**What to do**
Two lines mark the range in the entries below: the one holding "Target: wet rock at waterline" and the one holding "like x=1 y=166.". Set down those two and all lines between them, exactly.

**Listed entries**
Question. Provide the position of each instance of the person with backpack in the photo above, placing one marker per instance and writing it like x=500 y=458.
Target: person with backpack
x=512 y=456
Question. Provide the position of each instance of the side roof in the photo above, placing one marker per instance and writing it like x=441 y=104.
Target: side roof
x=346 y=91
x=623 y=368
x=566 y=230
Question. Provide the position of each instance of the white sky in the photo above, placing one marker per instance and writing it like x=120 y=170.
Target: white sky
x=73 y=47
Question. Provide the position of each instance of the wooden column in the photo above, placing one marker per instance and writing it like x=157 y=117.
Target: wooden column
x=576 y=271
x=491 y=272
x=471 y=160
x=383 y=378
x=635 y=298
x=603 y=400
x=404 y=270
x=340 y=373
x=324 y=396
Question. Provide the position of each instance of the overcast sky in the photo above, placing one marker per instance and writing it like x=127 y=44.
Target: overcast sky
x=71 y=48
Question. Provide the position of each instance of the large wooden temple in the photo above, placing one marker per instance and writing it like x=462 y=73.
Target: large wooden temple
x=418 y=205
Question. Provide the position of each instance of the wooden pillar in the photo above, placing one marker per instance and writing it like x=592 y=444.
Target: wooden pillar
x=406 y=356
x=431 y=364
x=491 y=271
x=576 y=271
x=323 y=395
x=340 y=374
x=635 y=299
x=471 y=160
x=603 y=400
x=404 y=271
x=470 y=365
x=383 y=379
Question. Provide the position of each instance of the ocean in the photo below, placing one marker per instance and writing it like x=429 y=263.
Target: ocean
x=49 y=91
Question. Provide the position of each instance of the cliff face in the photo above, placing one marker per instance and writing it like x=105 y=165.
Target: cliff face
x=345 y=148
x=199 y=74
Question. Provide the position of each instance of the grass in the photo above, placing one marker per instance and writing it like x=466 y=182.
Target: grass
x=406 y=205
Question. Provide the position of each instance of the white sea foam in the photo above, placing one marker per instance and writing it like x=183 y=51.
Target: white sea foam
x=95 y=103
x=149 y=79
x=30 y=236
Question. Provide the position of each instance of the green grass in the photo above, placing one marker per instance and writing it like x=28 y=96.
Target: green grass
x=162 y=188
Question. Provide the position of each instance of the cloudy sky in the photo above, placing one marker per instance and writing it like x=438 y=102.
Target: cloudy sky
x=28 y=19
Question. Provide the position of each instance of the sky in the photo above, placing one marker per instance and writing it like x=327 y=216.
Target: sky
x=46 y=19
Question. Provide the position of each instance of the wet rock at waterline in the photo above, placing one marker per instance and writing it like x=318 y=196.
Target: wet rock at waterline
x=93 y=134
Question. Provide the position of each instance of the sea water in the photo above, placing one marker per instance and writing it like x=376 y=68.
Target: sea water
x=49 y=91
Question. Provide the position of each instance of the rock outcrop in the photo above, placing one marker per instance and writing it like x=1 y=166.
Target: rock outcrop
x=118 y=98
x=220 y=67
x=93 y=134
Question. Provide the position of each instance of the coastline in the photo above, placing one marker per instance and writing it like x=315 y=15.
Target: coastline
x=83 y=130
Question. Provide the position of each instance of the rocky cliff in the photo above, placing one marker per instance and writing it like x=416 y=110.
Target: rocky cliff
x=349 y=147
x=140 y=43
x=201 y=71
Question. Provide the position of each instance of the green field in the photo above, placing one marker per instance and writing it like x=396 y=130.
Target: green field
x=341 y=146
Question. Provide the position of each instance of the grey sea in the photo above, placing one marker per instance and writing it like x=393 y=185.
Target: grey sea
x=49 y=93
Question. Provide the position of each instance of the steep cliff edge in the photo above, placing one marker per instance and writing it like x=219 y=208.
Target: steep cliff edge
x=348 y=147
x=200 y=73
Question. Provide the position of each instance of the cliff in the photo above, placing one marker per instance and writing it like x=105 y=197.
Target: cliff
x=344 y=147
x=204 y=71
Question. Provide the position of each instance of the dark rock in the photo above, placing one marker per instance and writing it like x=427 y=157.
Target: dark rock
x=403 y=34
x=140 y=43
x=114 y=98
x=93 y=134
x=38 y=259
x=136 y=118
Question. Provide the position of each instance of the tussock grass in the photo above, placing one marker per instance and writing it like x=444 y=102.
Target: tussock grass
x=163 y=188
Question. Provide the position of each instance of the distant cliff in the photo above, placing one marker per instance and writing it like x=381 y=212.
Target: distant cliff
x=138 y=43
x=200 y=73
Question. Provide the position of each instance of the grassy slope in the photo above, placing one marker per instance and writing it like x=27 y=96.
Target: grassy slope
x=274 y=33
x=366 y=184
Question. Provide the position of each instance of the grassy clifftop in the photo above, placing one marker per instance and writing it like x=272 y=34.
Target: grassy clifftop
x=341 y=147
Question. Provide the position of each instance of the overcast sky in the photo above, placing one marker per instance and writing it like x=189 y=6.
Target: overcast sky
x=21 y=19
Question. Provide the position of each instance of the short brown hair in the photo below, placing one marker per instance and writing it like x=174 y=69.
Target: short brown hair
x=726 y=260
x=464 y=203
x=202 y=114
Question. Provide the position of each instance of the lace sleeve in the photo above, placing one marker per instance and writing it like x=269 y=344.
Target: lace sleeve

**Completed exercise**
Target: wet rock at waterline
x=93 y=134
Question. Provide the position of each instance of the sea water in the photo above, placing one marker per instance and writing it like x=376 y=68.
Target: sea water
x=49 y=91
Question. Provide the position of each instance of the rock outcrop in the photo above, placing one marker per instance and writing it like x=1 y=166.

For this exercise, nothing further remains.